## Problem to solve
How many lines in the items below contain the word "countertop"? Reply with the number alone.

((

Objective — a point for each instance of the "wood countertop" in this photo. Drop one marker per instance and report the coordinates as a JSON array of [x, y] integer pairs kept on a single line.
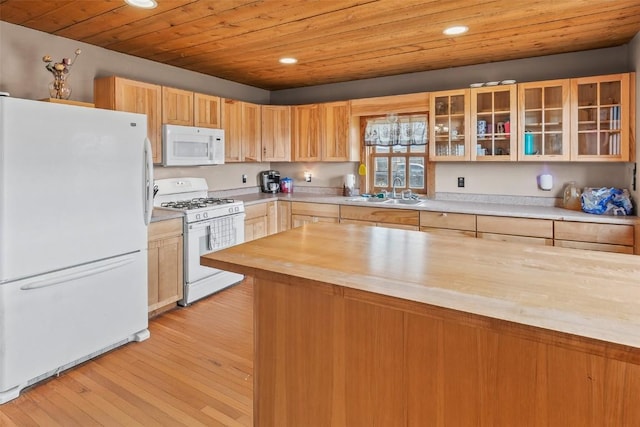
[[586, 293]]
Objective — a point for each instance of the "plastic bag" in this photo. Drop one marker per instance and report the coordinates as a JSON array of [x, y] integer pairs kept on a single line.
[[606, 201]]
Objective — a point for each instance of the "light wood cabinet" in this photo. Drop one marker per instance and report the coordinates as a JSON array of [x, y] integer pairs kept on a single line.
[[255, 221], [177, 106], [544, 121], [383, 217], [165, 265], [185, 108], [242, 125], [206, 111], [276, 133], [284, 215], [305, 213], [509, 229], [322, 132], [595, 236], [261, 220], [600, 117], [493, 116], [117, 93], [449, 129], [335, 133], [446, 223], [306, 133]]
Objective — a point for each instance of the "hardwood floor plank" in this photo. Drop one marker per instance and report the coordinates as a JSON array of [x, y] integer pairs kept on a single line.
[[196, 369]]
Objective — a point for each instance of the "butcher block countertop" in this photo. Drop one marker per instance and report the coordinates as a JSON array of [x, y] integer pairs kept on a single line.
[[586, 293]]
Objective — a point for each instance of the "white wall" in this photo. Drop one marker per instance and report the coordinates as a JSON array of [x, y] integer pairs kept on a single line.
[[634, 65]]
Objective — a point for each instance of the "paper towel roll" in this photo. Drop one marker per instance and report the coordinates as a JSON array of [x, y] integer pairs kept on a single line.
[[350, 180]]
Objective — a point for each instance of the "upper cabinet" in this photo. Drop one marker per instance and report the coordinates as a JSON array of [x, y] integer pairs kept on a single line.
[[334, 131], [449, 129], [306, 133], [276, 133], [185, 108], [321, 132], [206, 111], [116, 93], [600, 118], [177, 106], [544, 121], [493, 115], [242, 124]]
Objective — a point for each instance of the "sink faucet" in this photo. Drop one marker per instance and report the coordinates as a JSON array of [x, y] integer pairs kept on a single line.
[[393, 190]]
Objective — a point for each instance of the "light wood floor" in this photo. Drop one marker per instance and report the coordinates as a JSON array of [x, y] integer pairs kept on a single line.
[[196, 369]]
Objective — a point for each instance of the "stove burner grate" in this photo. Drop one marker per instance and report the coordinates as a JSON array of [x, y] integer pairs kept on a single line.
[[197, 203]]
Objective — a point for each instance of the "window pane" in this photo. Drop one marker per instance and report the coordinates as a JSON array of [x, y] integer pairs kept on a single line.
[[399, 171], [381, 172], [416, 172]]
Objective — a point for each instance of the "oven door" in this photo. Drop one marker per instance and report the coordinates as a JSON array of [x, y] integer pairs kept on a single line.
[[208, 236]]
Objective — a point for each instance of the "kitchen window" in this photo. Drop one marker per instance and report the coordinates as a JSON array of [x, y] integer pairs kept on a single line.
[[396, 151]]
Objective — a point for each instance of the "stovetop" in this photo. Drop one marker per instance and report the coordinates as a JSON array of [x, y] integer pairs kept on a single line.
[[196, 203]]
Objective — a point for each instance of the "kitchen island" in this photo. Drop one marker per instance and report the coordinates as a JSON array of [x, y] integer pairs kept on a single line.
[[359, 325]]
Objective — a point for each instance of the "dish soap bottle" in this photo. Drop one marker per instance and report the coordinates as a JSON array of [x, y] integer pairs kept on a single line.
[[571, 199]]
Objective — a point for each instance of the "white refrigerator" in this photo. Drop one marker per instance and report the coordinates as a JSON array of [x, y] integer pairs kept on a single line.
[[75, 202]]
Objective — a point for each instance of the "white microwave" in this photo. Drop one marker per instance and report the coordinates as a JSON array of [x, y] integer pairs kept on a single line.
[[192, 146]]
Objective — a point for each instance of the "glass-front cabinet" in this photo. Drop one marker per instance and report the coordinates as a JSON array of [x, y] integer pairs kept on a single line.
[[494, 123], [449, 130], [544, 119], [600, 118]]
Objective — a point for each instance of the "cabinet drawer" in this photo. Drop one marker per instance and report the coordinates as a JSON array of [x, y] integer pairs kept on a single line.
[[516, 239], [602, 247], [448, 220], [515, 226], [393, 216], [255, 211], [164, 229], [448, 232], [315, 209], [614, 234]]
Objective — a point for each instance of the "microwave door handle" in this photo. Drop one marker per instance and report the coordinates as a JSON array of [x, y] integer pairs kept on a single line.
[[209, 238]]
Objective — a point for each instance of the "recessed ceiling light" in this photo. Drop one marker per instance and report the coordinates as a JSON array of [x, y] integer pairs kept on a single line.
[[455, 30], [145, 4]]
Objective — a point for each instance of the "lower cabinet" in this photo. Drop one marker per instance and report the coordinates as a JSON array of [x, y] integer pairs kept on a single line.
[[595, 236], [284, 215], [165, 255], [522, 230], [305, 213], [261, 219], [255, 221], [447, 223], [382, 217]]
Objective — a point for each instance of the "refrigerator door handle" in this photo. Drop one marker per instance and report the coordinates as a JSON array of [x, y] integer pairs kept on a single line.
[[75, 275], [148, 182]]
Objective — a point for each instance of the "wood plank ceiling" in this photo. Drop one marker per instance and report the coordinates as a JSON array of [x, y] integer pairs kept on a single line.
[[333, 40]]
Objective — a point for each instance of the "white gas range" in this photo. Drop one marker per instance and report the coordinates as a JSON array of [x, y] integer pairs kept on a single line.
[[210, 224]]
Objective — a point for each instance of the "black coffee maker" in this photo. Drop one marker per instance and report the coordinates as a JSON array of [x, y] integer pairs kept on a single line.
[[270, 181]]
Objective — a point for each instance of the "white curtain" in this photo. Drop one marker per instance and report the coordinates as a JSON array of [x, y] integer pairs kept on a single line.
[[397, 130]]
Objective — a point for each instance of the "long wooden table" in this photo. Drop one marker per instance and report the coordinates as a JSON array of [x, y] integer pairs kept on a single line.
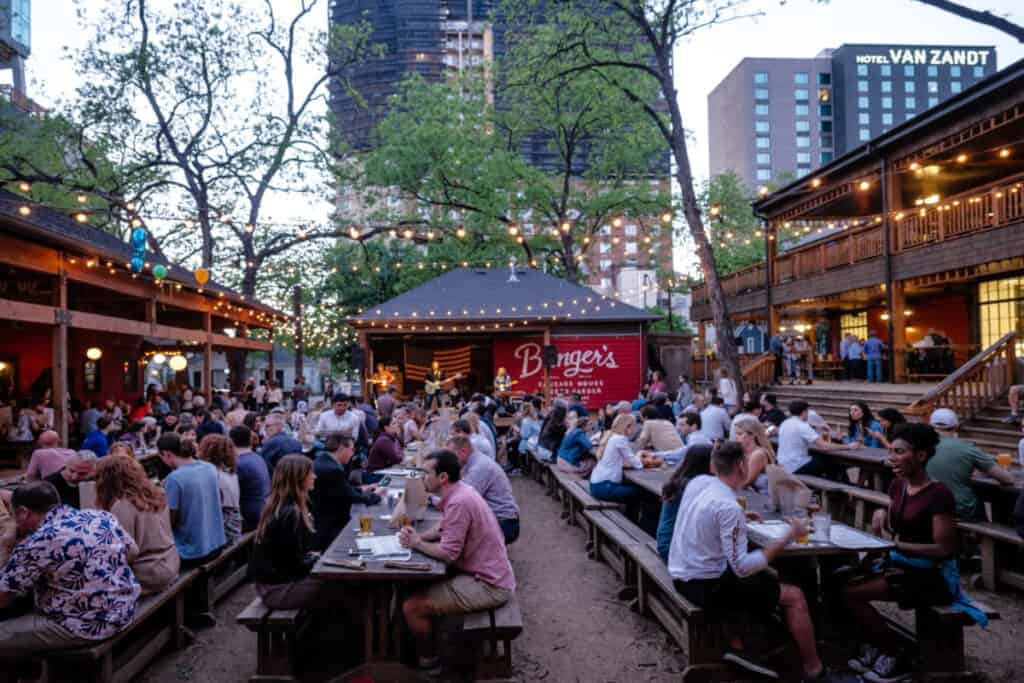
[[381, 587]]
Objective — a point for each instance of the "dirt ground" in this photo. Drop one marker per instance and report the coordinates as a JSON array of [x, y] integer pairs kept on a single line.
[[576, 630]]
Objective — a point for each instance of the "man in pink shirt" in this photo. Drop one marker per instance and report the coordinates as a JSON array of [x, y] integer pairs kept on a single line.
[[467, 539], [48, 458]]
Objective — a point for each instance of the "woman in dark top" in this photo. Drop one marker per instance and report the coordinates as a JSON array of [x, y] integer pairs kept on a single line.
[[553, 430], [922, 569], [696, 462], [283, 554], [385, 452]]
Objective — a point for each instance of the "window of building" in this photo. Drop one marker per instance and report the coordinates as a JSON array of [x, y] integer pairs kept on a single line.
[[1000, 308], [854, 324]]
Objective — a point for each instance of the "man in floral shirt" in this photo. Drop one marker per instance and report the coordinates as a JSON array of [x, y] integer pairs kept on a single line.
[[76, 562]]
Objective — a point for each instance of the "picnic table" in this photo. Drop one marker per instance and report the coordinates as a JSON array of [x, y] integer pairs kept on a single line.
[[381, 582]]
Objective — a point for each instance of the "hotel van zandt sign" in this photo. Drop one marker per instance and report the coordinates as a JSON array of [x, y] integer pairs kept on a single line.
[[599, 369], [928, 55]]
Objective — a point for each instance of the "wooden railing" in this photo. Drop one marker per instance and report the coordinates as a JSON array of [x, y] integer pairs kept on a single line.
[[979, 209], [979, 383]]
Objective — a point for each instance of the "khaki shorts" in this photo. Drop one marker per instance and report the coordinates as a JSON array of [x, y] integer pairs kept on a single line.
[[463, 594], [34, 633]]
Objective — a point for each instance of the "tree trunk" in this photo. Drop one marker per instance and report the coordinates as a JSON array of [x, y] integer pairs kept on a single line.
[[724, 335]]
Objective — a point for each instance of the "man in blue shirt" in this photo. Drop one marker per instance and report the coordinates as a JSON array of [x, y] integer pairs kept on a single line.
[[194, 501], [254, 477], [574, 453], [872, 351], [96, 439]]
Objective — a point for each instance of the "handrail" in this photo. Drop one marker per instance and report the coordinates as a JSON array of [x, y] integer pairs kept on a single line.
[[976, 384]]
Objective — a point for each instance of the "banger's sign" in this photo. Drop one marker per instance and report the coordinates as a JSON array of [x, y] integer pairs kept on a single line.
[[599, 369]]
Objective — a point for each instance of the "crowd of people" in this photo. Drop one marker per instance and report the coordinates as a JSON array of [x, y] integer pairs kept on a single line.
[[270, 465]]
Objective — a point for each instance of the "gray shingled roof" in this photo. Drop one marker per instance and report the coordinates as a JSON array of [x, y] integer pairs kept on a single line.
[[485, 294], [55, 228]]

))

## Exercise answer
2